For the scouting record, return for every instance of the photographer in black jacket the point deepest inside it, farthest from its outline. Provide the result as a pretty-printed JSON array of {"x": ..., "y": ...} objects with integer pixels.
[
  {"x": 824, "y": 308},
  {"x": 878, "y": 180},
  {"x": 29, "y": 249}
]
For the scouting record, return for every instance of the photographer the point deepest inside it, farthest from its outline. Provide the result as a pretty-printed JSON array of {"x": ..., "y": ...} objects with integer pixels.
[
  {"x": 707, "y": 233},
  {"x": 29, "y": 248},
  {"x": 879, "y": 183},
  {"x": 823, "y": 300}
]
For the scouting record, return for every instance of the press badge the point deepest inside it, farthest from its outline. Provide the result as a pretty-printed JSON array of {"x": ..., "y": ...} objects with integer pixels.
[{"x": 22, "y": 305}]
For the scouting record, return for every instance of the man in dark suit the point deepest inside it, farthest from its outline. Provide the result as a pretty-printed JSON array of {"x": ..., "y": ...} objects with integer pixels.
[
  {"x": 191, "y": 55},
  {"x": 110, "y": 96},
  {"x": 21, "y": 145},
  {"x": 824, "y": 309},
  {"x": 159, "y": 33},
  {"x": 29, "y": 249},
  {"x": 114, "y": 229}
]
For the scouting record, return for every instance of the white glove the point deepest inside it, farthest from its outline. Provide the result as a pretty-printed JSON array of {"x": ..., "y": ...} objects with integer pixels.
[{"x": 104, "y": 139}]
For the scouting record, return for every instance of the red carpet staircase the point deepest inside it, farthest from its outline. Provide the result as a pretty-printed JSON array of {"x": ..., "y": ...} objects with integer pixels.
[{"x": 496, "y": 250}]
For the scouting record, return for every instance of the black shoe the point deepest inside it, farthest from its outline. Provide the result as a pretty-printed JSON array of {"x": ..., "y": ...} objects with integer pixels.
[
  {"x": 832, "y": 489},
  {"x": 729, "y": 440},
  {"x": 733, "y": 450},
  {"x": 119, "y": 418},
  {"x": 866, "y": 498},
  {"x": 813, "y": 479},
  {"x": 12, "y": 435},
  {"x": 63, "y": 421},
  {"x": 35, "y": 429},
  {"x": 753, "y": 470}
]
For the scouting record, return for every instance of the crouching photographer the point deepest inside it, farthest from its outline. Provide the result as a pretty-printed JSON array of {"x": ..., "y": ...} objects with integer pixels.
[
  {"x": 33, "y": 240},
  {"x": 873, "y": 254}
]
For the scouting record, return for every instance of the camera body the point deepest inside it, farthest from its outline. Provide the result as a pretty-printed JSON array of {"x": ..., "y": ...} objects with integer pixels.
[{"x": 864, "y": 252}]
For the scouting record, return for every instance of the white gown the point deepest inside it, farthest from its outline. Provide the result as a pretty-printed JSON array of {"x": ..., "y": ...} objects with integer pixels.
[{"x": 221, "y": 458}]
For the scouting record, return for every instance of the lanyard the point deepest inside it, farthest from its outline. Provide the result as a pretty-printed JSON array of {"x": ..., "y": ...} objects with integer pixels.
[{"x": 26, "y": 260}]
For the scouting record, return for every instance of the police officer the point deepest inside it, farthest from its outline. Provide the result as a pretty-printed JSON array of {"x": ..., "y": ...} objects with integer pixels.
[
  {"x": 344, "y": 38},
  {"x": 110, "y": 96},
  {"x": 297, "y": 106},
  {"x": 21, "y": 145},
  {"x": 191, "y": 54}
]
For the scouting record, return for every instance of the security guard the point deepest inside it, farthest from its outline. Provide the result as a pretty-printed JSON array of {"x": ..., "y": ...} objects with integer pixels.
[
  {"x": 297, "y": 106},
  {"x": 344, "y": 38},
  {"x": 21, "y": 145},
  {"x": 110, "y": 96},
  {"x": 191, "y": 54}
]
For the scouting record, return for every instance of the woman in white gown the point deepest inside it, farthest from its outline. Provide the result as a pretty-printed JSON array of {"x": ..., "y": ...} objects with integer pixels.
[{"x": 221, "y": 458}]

::::::

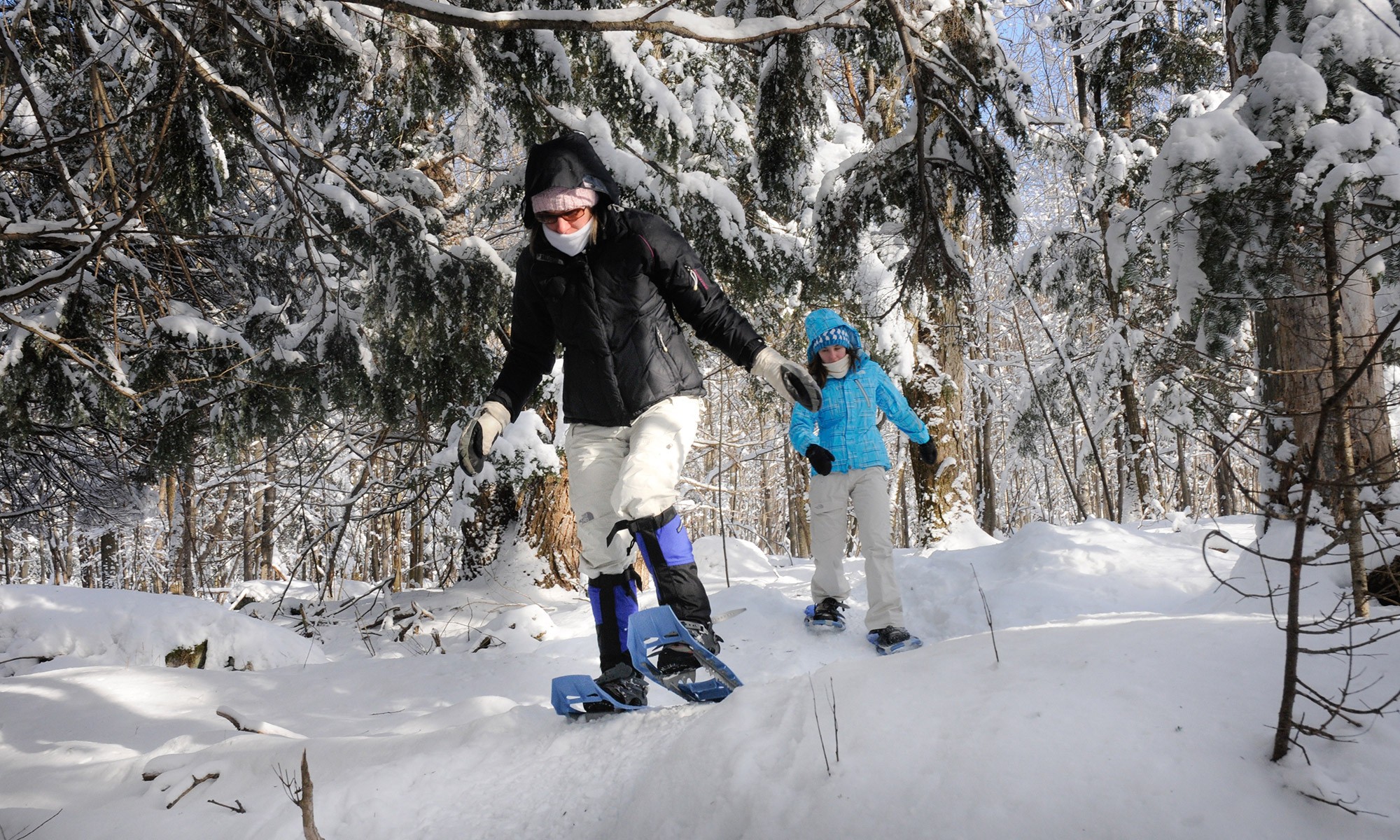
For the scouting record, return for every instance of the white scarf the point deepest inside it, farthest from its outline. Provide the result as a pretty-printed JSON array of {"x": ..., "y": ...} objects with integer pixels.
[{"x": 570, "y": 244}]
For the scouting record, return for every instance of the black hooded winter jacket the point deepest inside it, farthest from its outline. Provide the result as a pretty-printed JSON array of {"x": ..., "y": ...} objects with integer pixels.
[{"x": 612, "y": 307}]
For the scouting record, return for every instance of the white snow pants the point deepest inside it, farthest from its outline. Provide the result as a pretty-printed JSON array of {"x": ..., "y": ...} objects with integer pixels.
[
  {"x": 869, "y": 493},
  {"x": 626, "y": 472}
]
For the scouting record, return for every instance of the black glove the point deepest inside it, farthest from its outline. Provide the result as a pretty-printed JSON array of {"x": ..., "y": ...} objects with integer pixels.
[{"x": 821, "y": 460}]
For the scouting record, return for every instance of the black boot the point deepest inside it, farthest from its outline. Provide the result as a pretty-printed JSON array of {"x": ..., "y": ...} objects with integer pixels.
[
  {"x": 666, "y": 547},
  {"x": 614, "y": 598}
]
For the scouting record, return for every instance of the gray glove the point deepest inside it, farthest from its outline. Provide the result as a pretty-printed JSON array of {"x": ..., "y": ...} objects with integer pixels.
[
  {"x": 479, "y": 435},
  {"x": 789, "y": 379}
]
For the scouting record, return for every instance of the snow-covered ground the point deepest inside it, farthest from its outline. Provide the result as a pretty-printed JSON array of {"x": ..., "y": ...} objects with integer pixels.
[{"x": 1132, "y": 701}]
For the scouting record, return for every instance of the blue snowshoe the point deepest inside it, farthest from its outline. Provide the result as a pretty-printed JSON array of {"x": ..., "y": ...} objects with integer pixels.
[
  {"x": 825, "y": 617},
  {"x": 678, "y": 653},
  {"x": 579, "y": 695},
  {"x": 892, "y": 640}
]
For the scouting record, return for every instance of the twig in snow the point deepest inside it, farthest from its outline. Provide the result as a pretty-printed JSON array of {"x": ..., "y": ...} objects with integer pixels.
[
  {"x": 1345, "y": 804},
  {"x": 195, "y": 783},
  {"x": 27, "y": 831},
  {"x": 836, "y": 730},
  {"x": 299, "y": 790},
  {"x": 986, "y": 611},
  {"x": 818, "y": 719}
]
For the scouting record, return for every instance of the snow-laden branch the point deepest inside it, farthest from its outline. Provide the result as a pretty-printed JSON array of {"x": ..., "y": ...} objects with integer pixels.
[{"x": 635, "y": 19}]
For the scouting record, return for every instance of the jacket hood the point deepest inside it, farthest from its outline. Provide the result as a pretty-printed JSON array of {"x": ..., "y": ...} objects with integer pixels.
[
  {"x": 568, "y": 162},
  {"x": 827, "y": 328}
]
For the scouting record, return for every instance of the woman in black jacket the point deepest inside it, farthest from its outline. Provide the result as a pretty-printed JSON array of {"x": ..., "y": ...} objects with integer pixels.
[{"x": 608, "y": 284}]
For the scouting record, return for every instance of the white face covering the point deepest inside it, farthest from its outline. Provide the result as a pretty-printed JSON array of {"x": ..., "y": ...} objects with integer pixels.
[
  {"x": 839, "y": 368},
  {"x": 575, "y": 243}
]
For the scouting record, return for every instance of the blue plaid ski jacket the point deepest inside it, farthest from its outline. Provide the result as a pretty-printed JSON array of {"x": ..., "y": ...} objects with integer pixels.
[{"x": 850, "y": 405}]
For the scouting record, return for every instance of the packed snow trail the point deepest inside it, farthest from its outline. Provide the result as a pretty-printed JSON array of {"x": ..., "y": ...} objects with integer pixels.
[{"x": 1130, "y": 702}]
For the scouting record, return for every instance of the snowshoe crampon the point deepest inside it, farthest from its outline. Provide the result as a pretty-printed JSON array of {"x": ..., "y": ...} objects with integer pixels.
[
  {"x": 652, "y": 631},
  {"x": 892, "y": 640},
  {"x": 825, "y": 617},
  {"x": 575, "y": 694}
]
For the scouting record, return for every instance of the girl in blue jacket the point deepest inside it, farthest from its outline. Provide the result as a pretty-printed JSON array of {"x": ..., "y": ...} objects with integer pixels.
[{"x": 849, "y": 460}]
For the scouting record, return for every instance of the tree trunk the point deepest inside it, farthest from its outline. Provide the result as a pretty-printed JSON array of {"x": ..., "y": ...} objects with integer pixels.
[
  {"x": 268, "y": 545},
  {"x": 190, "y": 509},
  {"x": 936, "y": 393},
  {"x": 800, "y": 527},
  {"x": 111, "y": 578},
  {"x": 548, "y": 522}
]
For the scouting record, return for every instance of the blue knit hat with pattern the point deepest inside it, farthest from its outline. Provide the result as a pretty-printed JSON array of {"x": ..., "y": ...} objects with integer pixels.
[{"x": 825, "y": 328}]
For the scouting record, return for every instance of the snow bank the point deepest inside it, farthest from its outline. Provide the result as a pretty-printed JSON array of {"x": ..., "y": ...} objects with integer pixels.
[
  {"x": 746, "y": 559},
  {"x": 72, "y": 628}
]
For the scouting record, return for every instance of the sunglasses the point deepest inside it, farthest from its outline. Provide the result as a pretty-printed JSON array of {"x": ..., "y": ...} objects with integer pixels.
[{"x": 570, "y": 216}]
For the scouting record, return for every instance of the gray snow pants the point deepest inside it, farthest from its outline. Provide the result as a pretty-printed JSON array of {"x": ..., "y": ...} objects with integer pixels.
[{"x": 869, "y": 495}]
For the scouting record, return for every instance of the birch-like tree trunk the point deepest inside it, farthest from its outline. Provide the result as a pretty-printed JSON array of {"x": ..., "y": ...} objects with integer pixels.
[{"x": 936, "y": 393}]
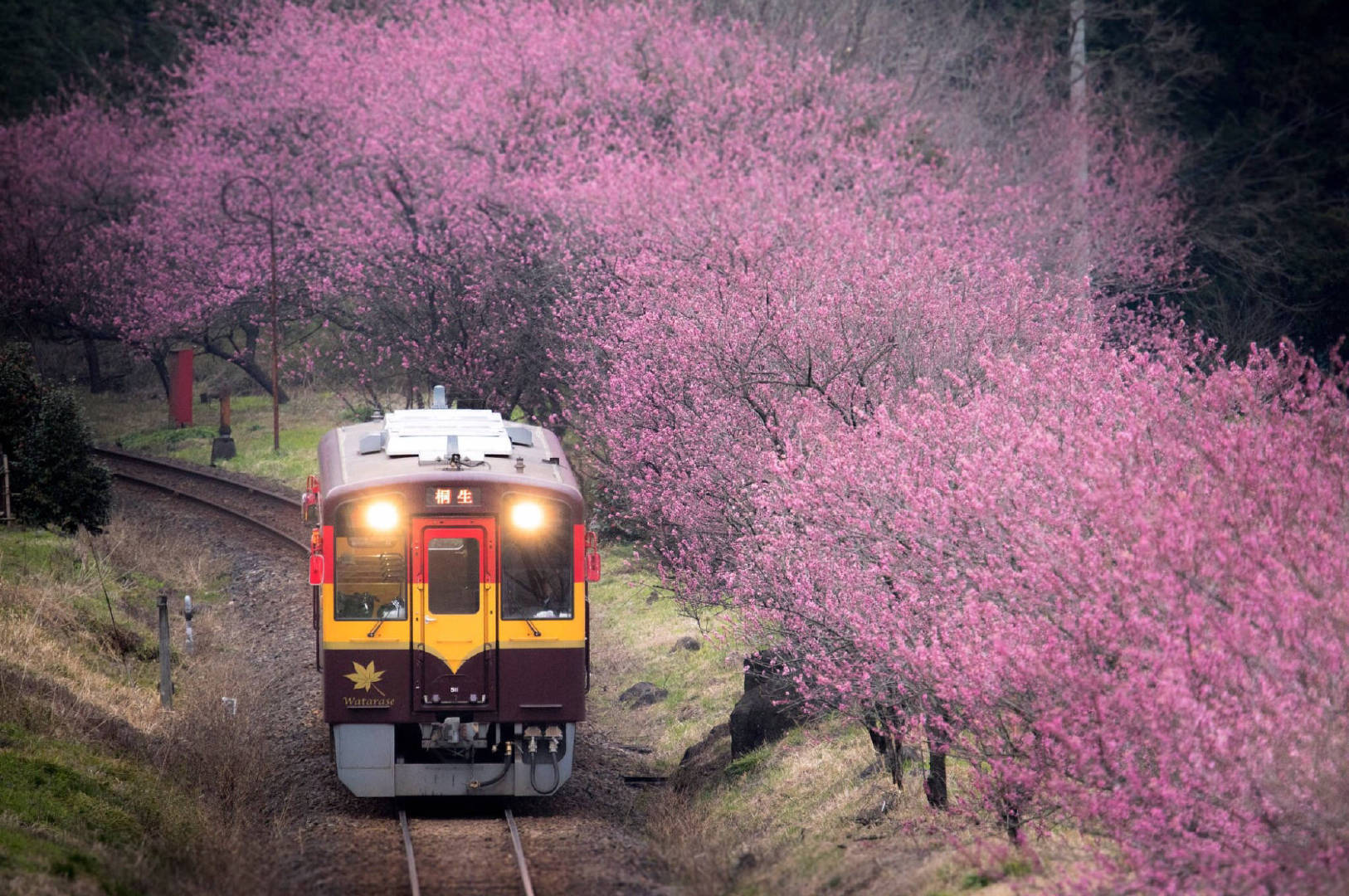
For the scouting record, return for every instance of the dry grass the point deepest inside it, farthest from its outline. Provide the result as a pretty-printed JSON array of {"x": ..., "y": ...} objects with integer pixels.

::::::

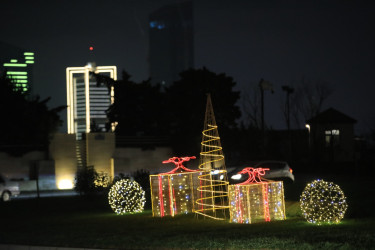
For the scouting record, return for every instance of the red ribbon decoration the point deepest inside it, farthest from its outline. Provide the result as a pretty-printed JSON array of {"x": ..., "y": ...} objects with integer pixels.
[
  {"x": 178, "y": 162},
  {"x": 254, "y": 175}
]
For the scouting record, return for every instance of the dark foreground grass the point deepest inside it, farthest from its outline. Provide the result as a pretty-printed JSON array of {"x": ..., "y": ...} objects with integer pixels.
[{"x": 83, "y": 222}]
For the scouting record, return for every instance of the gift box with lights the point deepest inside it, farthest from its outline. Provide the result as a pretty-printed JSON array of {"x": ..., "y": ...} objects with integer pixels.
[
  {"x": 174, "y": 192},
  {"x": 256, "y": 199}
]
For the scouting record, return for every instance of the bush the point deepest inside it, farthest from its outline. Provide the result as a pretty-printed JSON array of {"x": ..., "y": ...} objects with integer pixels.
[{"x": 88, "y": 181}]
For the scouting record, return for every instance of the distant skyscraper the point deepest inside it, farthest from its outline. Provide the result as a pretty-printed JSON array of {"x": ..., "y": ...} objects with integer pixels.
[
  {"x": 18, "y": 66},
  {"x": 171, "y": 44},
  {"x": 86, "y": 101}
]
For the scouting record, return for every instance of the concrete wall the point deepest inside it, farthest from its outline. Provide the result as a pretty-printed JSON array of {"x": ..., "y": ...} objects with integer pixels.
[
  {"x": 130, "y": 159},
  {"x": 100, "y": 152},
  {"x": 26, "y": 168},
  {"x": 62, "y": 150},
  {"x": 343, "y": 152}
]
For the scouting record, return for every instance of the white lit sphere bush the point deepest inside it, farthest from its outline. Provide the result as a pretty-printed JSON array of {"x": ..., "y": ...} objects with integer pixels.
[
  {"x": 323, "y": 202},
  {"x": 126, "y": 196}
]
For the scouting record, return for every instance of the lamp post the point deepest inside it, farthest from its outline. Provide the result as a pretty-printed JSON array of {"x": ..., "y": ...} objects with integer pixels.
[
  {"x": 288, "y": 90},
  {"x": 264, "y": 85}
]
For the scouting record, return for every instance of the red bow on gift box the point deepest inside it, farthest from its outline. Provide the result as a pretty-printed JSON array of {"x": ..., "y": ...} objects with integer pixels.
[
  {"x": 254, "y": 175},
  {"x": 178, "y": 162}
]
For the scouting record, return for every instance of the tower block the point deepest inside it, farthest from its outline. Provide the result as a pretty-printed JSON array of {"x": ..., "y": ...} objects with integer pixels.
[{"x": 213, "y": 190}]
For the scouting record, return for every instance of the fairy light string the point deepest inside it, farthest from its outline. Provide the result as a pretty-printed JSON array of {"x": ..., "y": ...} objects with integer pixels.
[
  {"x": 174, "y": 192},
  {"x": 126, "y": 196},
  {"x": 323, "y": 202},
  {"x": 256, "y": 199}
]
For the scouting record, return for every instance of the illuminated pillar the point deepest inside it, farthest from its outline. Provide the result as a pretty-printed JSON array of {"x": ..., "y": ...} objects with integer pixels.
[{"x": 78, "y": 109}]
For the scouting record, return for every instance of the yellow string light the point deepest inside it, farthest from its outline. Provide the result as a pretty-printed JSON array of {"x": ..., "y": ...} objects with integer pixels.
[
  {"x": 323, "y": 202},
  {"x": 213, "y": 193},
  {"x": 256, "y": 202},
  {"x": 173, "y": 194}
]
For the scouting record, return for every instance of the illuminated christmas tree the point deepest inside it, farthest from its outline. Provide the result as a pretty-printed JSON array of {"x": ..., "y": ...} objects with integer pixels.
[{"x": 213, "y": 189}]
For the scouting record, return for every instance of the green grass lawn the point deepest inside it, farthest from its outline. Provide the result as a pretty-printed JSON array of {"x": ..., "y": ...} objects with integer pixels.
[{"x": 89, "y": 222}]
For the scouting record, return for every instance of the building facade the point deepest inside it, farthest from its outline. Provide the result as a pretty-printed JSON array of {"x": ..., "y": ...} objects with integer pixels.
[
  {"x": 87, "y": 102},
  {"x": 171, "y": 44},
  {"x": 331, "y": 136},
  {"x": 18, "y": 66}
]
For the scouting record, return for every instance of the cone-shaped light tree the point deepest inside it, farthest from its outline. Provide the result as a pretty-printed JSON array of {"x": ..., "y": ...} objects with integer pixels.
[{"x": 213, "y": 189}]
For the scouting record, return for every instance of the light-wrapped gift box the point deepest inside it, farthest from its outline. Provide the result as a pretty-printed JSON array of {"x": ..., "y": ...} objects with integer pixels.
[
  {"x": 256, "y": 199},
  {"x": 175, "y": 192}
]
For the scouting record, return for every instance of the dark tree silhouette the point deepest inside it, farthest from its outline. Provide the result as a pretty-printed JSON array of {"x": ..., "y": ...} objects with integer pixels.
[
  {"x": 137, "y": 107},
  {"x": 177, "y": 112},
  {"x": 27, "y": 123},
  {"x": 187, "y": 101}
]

::::::

Assigned task: Would you print exactly the lines in the listing above, from the line bearing "the snow bank" through the line bearing "For the scouting record, return for every instance of the dry", leaving out all pictures?

Exercise result:
For the scouting record, return for every instance of the snow bank the point deepest inside it, farthest from its outline. Provide the result as a pretty-printed JSON array of {"x": ..., "y": ...} objects with integer pixels.
[
  {"x": 746, "y": 559},
  {"x": 72, "y": 628}
]
For the scouting record, return for every instance of the sunglasses the point deepest inside it, farthest from its outline. Provide the result as a pretty-printed JSON array of {"x": ..., "y": ...} objects with integer pixels.
[{"x": 570, "y": 216}]
For the scouting record, return for every instance of the gray snow pants the point deepest inside it, farthest from its outline. Provide the result as a pretty-printed JSON array of {"x": ..., "y": ...} objects with integer pixels.
[{"x": 869, "y": 495}]
For the scouting record, return for every instance of the birch-like tree trunk the point deepest inside it, farthest from its outline. Provide the result as a pretty-printed JSON array of {"x": ..., "y": ...} objects with integer pixels.
[{"x": 936, "y": 393}]
For the scouting record, return for every instance of the dry grass the point deepest inside it, farthest from its outline. Provide the result as a pretty-printed JSON array of {"x": ..., "y": ...} objects with integer pixels.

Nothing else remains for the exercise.